— BEGIN Given records —

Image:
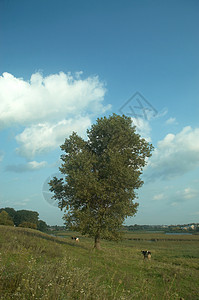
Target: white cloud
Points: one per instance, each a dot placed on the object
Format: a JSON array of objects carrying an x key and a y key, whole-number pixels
[
  {"x": 158, "y": 197},
  {"x": 43, "y": 137},
  {"x": 188, "y": 193},
  {"x": 50, "y": 98},
  {"x": 49, "y": 108},
  {"x": 30, "y": 166},
  {"x": 171, "y": 121},
  {"x": 175, "y": 155}
]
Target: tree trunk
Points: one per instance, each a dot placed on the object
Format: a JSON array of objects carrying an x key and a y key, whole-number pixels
[{"x": 97, "y": 242}]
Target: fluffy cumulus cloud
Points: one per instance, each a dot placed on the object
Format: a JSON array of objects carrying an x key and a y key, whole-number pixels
[
  {"x": 48, "y": 98},
  {"x": 171, "y": 121},
  {"x": 40, "y": 138},
  {"x": 175, "y": 155},
  {"x": 30, "y": 166},
  {"x": 49, "y": 108}
]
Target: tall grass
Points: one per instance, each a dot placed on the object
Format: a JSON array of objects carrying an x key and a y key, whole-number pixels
[{"x": 38, "y": 266}]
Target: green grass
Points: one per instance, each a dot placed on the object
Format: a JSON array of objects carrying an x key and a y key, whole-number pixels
[{"x": 34, "y": 265}]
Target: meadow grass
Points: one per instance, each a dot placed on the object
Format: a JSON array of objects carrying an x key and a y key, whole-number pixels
[{"x": 35, "y": 265}]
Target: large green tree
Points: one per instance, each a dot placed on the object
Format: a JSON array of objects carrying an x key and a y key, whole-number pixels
[
  {"x": 25, "y": 216},
  {"x": 102, "y": 175},
  {"x": 5, "y": 219}
]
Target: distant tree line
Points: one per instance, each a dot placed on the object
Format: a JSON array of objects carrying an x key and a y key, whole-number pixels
[
  {"x": 22, "y": 218},
  {"x": 167, "y": 228}
]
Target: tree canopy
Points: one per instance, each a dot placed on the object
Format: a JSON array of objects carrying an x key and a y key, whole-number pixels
[
  {"x": 102, "y": 175},
  {"x": 5, "y": 219}
]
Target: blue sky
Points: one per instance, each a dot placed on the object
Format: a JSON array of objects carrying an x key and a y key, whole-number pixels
[{"x": 65, "y": 63}]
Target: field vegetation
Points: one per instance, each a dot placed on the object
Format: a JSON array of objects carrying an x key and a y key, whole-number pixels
[{"x": 34, "y": 265}]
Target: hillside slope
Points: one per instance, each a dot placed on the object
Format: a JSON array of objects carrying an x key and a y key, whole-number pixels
[{"x": 34, "y": 265}]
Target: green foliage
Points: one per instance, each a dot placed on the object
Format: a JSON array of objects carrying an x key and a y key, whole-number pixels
[
  {"x": 101, "y": 176},
  {"x": 42, "y": 226},
  {"x": 35, "y": 265},
  {"x": 5, "y": 219},
  {"x": 25, "y": 216},
  {"x": 28, "y": 225}
]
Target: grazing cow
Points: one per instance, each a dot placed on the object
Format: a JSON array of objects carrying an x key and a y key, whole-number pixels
[
  {"x": 75, "y": 238},
  {"x": 146, "y": 254}
]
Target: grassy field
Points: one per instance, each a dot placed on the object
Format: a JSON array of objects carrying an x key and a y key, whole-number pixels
[{"x": 34, "y": 265}]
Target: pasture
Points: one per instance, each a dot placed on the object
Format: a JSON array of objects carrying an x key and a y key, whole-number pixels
[{"x": 34, "y": 265}]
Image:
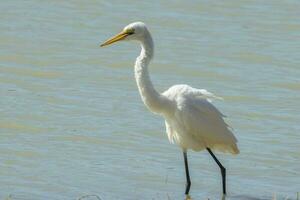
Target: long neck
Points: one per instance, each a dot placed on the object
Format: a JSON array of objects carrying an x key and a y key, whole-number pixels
[{"x": 151, "y": 98}]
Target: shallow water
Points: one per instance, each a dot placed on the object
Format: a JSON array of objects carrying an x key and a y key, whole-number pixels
[{"x": 72, "y": 122}]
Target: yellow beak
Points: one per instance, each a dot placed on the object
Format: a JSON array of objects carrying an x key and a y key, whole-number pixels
[{"x": 118, "y": 37}]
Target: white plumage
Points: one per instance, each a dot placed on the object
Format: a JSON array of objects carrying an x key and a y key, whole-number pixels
[
  {"x": 192, "y": 121},
  {"x": 196, "y": 123}
]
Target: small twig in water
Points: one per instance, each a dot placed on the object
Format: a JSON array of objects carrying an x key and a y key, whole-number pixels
[{"x": 89, "y": 195}]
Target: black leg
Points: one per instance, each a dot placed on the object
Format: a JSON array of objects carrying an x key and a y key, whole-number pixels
[
  {"x": 188, "y": 180},
  {"x": 223, "y": 170}
]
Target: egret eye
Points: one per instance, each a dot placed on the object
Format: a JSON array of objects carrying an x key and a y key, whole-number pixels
[{"x": 130, "y": 31}]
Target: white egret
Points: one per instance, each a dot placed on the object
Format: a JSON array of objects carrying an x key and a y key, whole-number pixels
[{"x": 191, "y": 120}]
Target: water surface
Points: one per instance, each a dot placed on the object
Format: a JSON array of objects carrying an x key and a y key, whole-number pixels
[{"x": 72, "y": 122}]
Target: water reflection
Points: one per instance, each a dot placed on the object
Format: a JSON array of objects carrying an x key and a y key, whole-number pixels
[{"x": 234, "y": 197}]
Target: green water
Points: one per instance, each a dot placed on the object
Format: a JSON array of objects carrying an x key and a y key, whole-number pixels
[{"x": 72, "y": 122}]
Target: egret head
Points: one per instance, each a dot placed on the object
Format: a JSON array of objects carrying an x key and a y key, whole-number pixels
[{"x": 133, "y": 31}]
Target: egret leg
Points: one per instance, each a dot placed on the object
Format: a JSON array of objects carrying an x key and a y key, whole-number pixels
[
  {"x": 223, "y": 170},
  {"x": 188, "y": 180}
]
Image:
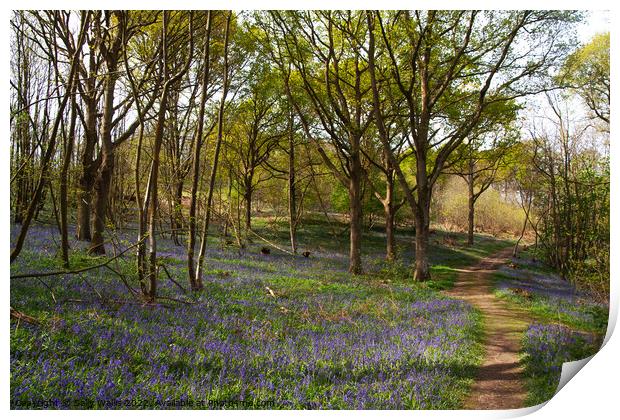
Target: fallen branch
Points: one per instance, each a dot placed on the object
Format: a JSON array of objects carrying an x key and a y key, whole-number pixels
[
  {"x": 171, "y": 279},
  {"x": 271, "y": 243},
  {"x": 81, "y": 270},
  {"x": 20, "y": 316}
]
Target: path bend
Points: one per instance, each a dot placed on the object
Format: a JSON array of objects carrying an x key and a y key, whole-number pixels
[{"x": 499, "y": 383}]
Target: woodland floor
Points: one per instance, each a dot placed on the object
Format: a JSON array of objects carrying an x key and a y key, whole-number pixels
[
  {"x": 481, "y": 334},
  {"x": 499, "y": 383}
]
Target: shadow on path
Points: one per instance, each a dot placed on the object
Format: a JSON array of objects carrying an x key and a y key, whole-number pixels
[{"x": 499, "y": 383}]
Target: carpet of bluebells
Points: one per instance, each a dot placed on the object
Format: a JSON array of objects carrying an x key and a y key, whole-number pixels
[
  {"x": 268, "y": 331},
  {"x": 549, "y": 296},
  {"x": 545, "y": 348}
]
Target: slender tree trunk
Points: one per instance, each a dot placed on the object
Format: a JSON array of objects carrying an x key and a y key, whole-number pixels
[
  {"x": 390, "y": 254},
  {"x": 471, "y": 203},
  {"x": 64, "y": 187},
  {"x": 248, "y": 205},
  {"x": 292, "y": 195},
  {"x": 355, "y": 213},
  {"x": 388, "y": 208},
  {"x": 422, "y": 221},
  {"x": 87, "y": 177},
  {"x": 218, "y": 144},
  {"x": 103, "y": 180},
  {"x": 46, "y": 159},
  {"x": 194, "y": 281}
]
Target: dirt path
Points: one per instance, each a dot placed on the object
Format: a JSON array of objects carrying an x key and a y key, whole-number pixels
[{"x": 499, "y": 383}]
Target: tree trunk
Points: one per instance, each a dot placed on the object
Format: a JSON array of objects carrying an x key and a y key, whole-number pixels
[
  {"x": 292, "y": 195},
  {"x": 389, "y": 231},
  {"x": 422, "y": 270},
  {"x": 355, "y": 214},
  {"x": 89, "y": 166},
  {"x": 46, "y": 159},
  {"x": 218, "y": 144},
  {"x": 64, "y": 187},
  {"x": 388, "y": 208},
  {"x": 471, "y": 203},
  {"x": 248, "y": 205},
  {"x": 194, "y": 282},
  {"x": 422, "y": 221}
]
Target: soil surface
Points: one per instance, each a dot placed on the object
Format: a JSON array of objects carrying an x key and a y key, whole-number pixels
[{"x": 499, "y": 383}]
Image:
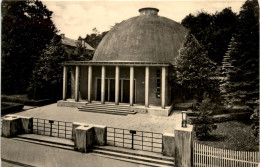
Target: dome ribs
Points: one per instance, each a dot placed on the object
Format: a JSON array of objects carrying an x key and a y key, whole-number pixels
[{"x": 145, "y": 38}]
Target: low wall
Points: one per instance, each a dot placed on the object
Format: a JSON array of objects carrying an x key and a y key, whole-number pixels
[
  {"x": 62, "y": 103},
  {"x": 153, "y": 111}
]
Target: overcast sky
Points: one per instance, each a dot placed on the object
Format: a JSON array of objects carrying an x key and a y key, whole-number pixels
[{"x": 78, "y": 18}]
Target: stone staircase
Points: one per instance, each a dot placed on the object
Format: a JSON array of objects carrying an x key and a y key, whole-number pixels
[
  {"x": 107, "y": 108},
  {"x": 135, "y": 156}
]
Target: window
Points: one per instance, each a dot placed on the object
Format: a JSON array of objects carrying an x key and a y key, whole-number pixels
[{"x": 158, "y": 83}]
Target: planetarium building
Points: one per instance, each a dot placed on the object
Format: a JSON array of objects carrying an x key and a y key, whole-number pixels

— END Given records —

- **What this task involves**:
Starting with the line that contains "Target: soil surface", reproduce every line down to the end of the listing above, both endpoints included. Pictures stay out.

- **Problem solution**:
Target: soil surface
Points: one per instance, each a dot placed on the object
Format: a JSON array of objects carrying an x key and a y key, whole-number pixels
[{"x": 499, "y": 383}]
Image:
Target: dome ribs
Points: one per instance, each a dot placed on the object
Format: a JSON array of objects carrying an x key and a y key, whole-number pixels
[{"x": 145, "y": 38}]
Target: low wall
Points: one per instance, each a dot placed on the object
Format: a JSON array of objects carrying an x key and a y key, whole-number pixels
[
  {"x": 62, "y": 103},
  {"x": 153, "y": 111}
]
Target: overcast sky
Points: one per instance, each a dot placed on the object
Format: a JSON array of objects carrying an x key and a y key, whole-number pixels
[{"x": 78, "y": 18}]
Target: stone staircase
Points: one per instance, each a dot placed on the object
Format: a JSON array of objects carrying an x key and a y key, whole-number pixels
[
  {"x": 107, "y": 108},
  {"x": 135, "y": 156}
]
Target: window
Points: one per instance, each a dot placed on the object
Format: a JSON array of objects carrying an x key and a y key, whole-number pixels
[{"x": 158, "y": 83}]
Target: planetarium building
Points: one per instance, each a dot placed on the object
Format: a JSON array of objects carrying an x key and a y key, whole-number pixels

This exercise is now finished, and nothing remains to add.